* Exercise requirements
Write out every row below again, swapping "safety dashboard" for "inventory tool" and leaving everything else the same.

____

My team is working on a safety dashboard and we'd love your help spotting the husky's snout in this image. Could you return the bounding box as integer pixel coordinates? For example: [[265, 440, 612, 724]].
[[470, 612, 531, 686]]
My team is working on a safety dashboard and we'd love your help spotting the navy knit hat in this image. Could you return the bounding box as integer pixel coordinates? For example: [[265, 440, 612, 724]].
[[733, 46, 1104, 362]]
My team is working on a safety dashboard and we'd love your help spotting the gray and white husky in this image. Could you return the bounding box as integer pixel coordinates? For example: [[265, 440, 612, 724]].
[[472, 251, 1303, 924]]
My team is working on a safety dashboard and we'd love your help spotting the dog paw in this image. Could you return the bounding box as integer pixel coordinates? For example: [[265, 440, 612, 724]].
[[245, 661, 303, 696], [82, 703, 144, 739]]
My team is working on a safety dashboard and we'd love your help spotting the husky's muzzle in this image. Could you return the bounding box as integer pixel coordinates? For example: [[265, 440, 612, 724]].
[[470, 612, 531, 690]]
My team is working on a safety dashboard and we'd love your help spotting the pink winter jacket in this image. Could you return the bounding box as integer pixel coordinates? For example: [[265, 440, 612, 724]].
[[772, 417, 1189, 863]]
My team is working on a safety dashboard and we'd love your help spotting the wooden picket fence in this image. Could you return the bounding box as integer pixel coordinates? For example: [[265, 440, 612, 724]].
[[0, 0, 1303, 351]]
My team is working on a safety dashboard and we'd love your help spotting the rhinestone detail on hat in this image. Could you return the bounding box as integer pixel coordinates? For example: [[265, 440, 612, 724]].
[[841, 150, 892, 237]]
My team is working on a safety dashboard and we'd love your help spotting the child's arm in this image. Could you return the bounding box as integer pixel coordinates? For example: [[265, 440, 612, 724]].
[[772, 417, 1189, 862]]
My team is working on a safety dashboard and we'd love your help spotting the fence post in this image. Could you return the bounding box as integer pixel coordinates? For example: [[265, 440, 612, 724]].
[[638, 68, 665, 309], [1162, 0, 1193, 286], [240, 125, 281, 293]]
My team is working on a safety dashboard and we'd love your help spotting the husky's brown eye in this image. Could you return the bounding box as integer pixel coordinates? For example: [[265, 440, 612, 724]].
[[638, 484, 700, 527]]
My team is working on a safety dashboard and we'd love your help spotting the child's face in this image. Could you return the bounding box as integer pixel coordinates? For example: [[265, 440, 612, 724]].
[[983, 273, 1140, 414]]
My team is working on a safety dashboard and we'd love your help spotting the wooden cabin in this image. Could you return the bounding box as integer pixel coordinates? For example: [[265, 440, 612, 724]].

____

* Full solution
My team is working on a inventory tool and we'd love your help spotting the husky's snout in this image. Could you return the bounding box as integer pixel coordinates? For example: [[265, 440, 612, 724]].
[[470, 612, 531, 686]]
My team is working on a inventory tool and we'd love your help spotting the navy knit hat in this image. Could you return the bounding box as integer pixel coordinates? For example: [[265, 440, 612, 724]].
[[733, 46, 1104, 362]]
My team is working on a inventory tool and we'd love your help spotting the gray and white husky in this image. Could you return the bounding box as integer pixel coordinates? For example: [[265, 440, 612, 724]].
[[472, 251, 1303, 924]]
My team is working on a inventory tool and we'd love your help spotting the dog paw in this image. Could you return the bounding box as integer pixel coordinates? For example: [[265, 440, 612, 724]].
[[245, 661, 303, 696], [82, 703, 144, 739]]
My team is working on a inventory tool and we'd love your help spotting the husky's muzzle in this image. Could you return the bounding box as integer pixel coordinates? For example: [[265, 440, 612, 724]].
[[470, 612, 531, 690]]
My team is working on a inventory tool and we'd love your help spotting the pink winter jacket in this image. Could you return the bounding box as integer pixel coordinates? For example: [[265, 440, 612, 724]].
[[772, 417, 1189, 863]]
My team is working on a inventory tool and we'd love your help spotting the wooden picket fence in this image. Could you return the bounding box as integer pixel coordinates? For example: [[265, 440, 612, 724]].
[[0, 0, 1303, 351]]
My team is working on a inventory tool and we'd love your help spotting the rhinestone detail on hat in this image. Could you return the bounding box as integer pixel coordinates? For example: [[265, 440, 612, 724]].
[[841, 150, 892, 237]]
My team is working on a inventory tool and we'd love your help spotting the child's arm in this image. Could you return the bounding box as integer pixel coordinates? For example: [[265, 440, 612, 724]].
[[772, 417, 1189, 862]]
My team is working on a inventory tool and we'd love your help spotting the fence post in this image. Could you return the bounding box as integer pixel coordinates? For example: [[265, 440, 612, 724]].
[[638, 68, 665, 309], [1162, 0, 1193, 286], [240, 125, 281, 293]]
My team is working on a inventory tool and we'd love your help spotting the husky's brown eye in this image. Could you return the bounding box as integer pixel coordinates? For example: [[265, 440, 612, 724]].
[[638, 484, 700, 527]]
My team is working on a inventory tool and we'd love your help spotting the child's face in this image. Could you return the bounding box as integer pixel coordinates? For example: [[265, 440, 612, 724]].
[[983, 273, 1140, 414]]
My team is working on a inventory tool and we'd love your help spotting the wooden cabin in this image. Could you return the bounding box as integer pixel coordinates? For example: [[265, 440, 612, 724]].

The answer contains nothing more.